__Source passage__.

The mortgage market has already seen some seismic shifts in the last several weeks, as lenders of all shapes and sizes made changes to their lending standards to deal with the current economic conditions in the U.S. Other lenders put certain lending programs on hold or paused lending altogether.
And now, one of the mortgage market’s biggest players is shutting down one of its lending channels, but it says the change isn’t due to the coronavirus.
According to the company, wholesale lending was a small part of its overall lending and it is shifting its focus to those larger channels.
“After careful consideration, Mr. Cooper has made the decision to cease its wholesale lending operations, a segment of the business we entered as part of the Pacific Union Financial acquisition,” the company said in a statement provided to HousingWire.
“The originations team has successfully grown Mr. Cooper into a top 15 lender, resulting from continued growth in both the Direct-to-Consumer and Correspondent channels. As the market has evolved, we’ve increased our focus on our current customers and continue to prioritize investments in their experience to create customers for life,” the company continued.
“Additionally, we will continue to make investments in growing our Correspondent channel. The wholesale platform accounted for less than 5% of our total originations volume, and we believe reallocating resources to other segments within originations will help us better meet the needs of our customers today,” the company added. “The pandemic was not the driving force behind this decision.”

__Records provided__.
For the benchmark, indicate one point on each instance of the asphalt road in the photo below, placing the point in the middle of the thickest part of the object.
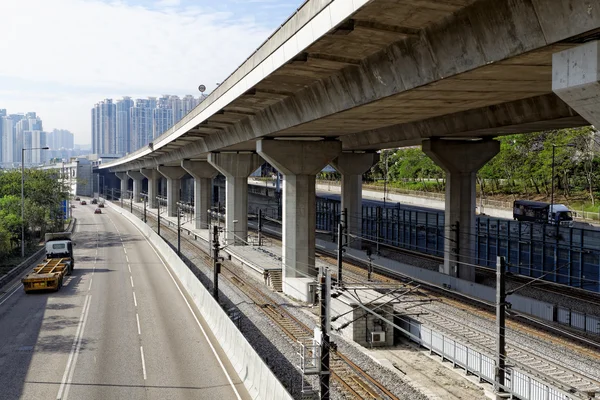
(118, 329)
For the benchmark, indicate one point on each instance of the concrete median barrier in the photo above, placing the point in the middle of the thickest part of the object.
(258, 379)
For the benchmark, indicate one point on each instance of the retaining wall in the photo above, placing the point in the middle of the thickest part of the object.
(258, 379)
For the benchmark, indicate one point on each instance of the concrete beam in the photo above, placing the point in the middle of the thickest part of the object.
(489, 31)
(236, 168)
(576, 79)
(173, 176)
(461, 160)
(352, 166)
(153, 177)
(203, 173)
(137, 184)
(534, 114)
(124, 183)
(299, 161)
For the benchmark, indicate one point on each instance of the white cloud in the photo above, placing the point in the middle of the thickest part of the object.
(62, 56)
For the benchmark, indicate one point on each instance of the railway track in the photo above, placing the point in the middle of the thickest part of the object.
(347, 376)
(549, 370)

__Tasks to perform__.
• 1. From the Mr. Cooper news item, reproduce the passage starting with "The mortgage market has" and going on through "to the coronavirus.".
• 2. Using the Mr. Cooper news item, explain in one to three sentences why the company chose to stop its wholesale lending.
• 3. Go on with the news item about Mr. Cooper ending its wholesale lending, picking up after its final sentence.
The records have no connection to the news item about Mr. Cooper.

__Responses for each task__.
• 1.
The mortgage market has already seen some seismic shifts in the last several weeks, as lenders of all shapes and sizes made changes to their lending standards to deal with the current economic conditions in the U.S. Other lenders put certain lending programs on hold or paused lending altogether.
And now, one of the mortgage market’s biggest players is shutting down one of its lending channels, but it says the change isn’t due to the coronavirus.

• 2. Mr. Cooper said wholesale lending was a small part of its business, less than 5% of its total originations volume. It believed that moving those resources to other segments, such as its Direct-to-Consumer and Correspondent channels, would help it better meet customers' needs. The company said the pandemic was not the driving force behind the decision.

• 3.
Mr. Cooper is the third-largest mortgage servicer in the U.S, claiming that it services 6% of the overall mortgage market. But the company has a growing origination arm, including a program to acquire servicing customers and convince them to use Mr. Cooper as their lender for a refinance or a home purchase.
And now, the company will turn its attention to lending in that channel and others instead of wholesale.
According to the company, the shift will lead to a “small number” of layoffs, but the company did not disclose how many employees would be let go.
“We were able to find new roles within the company for the majority of our wholesale team members, shifting them mainly to our direct-to-consumer lending team,” the company said. “We regret that this has impacted a small number of team members especially during this uncertain time. We are working with those individuals to find new opportunities at other organizations, in addition to offering career outplacement services and severance packages.”